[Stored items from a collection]

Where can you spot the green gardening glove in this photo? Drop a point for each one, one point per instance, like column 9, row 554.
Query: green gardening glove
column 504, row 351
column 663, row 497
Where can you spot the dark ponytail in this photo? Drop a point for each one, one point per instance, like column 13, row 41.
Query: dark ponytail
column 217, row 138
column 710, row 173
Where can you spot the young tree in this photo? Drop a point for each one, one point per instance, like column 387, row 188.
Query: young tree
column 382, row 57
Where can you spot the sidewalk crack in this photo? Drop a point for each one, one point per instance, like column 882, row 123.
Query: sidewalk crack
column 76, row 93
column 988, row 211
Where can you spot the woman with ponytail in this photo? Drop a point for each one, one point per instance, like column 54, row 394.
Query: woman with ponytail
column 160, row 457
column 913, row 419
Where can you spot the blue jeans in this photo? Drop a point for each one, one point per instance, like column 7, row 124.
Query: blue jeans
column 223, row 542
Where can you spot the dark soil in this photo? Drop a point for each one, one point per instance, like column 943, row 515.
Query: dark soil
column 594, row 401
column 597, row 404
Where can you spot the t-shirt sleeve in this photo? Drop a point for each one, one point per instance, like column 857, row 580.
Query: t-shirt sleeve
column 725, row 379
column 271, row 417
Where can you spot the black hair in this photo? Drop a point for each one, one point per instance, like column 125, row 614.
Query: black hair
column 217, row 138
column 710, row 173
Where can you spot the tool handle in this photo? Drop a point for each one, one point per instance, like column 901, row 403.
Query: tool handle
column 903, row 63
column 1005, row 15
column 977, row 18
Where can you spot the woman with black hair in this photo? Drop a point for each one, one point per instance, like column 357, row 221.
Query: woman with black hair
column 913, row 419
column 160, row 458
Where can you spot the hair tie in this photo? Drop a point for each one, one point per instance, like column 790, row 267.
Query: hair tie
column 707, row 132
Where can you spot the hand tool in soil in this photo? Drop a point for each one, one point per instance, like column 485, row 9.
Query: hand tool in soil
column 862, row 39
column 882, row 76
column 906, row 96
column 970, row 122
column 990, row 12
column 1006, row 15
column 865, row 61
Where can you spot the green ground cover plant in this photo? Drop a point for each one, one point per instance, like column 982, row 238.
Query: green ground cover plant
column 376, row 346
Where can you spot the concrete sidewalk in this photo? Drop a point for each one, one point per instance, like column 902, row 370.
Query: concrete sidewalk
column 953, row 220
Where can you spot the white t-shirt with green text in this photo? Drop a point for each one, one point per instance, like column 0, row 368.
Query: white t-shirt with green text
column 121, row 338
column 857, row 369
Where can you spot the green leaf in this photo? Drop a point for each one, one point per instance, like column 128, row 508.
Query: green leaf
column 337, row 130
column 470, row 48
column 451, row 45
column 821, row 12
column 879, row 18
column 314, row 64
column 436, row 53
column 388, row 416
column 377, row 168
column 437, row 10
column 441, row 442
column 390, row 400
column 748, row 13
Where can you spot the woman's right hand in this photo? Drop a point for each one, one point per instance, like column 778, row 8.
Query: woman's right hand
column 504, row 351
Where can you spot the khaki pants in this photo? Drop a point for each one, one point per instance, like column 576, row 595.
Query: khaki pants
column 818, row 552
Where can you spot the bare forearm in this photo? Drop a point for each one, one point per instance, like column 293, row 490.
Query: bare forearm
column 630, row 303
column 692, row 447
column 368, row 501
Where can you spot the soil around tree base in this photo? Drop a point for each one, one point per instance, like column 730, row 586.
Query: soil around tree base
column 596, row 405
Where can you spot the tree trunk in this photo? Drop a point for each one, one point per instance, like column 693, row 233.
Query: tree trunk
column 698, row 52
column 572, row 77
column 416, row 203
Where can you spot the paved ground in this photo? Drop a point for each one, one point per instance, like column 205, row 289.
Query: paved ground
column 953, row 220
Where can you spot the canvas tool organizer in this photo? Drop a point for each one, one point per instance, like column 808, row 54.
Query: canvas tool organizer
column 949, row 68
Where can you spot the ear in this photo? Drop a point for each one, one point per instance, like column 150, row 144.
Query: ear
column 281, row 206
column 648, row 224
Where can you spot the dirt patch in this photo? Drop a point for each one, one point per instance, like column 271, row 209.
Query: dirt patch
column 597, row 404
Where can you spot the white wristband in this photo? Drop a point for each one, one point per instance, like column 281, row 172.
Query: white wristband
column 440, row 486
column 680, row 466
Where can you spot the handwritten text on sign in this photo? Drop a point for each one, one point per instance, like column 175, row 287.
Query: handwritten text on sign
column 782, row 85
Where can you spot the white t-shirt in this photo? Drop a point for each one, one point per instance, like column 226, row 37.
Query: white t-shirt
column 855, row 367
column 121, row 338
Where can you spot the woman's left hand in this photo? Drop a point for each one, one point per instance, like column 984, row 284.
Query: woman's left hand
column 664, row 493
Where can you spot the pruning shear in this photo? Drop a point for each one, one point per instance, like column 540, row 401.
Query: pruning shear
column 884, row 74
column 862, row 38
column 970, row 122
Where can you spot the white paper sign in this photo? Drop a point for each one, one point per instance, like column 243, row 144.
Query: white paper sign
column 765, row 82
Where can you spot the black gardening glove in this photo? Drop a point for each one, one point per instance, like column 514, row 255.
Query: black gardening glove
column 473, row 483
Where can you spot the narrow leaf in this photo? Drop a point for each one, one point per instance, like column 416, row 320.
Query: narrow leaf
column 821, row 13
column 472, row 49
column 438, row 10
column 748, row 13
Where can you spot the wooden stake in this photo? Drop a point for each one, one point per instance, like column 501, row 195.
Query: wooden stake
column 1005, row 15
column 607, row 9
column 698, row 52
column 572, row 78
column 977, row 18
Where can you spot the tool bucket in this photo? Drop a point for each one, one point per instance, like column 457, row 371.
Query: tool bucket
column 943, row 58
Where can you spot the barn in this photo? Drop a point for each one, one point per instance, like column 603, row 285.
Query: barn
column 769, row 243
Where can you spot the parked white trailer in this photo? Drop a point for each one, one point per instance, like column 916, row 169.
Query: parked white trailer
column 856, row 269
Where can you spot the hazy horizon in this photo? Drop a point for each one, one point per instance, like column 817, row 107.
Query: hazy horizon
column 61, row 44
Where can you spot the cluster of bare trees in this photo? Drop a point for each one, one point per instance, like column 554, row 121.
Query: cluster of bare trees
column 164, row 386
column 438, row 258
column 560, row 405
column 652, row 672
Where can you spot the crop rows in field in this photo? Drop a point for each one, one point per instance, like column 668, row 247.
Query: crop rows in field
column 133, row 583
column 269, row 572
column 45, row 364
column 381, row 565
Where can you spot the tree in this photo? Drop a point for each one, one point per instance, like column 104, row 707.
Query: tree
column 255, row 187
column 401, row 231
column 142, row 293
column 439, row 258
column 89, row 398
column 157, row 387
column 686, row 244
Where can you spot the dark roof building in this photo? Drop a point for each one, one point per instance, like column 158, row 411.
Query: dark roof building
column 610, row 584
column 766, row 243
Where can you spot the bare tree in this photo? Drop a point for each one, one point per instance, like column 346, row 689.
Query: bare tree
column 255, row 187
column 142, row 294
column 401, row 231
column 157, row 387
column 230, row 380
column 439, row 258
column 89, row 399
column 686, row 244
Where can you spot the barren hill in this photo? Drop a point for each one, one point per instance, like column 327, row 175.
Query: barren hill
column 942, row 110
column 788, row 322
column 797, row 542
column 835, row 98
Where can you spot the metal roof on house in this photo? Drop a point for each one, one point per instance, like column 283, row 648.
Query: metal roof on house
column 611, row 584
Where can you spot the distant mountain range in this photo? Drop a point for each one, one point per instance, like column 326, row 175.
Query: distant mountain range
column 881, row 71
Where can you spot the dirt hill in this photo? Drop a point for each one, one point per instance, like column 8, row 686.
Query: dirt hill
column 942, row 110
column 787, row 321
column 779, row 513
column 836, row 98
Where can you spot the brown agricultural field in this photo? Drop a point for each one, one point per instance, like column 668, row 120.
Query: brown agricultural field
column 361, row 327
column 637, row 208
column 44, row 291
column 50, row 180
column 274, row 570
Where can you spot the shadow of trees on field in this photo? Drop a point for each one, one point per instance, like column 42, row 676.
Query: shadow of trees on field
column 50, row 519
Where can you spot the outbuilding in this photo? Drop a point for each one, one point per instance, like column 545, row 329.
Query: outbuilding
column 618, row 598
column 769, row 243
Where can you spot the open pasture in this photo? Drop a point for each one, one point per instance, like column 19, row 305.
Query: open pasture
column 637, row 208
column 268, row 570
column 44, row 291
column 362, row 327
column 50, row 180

Your task = Retype exactly the lines above, from the one with "Where can you spot the sidewalk" through the one with "Where can you spot the black hair", inclusive.

Response to this exercise =
Where can you spot the sidewalk crack in this photo? Drop a point for each one, one point per instance, like column 882, row 123.
Query: sidewalk crack
column 76, row 93
column 988, row 211
Where can you spot the woman with ponytail in this photo? Drop a point for each one, one point per instance, like column 54, row 394.
Query: woman with ponytail
column 160, row 457
column 913, row 419
Where can you spot the blue jeans in this photo? Drop a point for each one, one point per instance, like column 7, row 124.
Query: blue jeans
column 223, row 542
Where can you spot the dark soil in this photo? Drop a point for each one, one point per instance, like column 943, row 515.
Query: dark soil
column 594, row 401
column 597, row 404
Where can you spot the t-shirt sleeve in this photo? Drop a point for each one, one point per instance, like column 857, row 580.
Query: t-shirt sleeve
column 725, row 379
column 271, row 417
Where can you spot the black hair in this photo? Drop a point for each one, one point per instance, like column 125, row 614.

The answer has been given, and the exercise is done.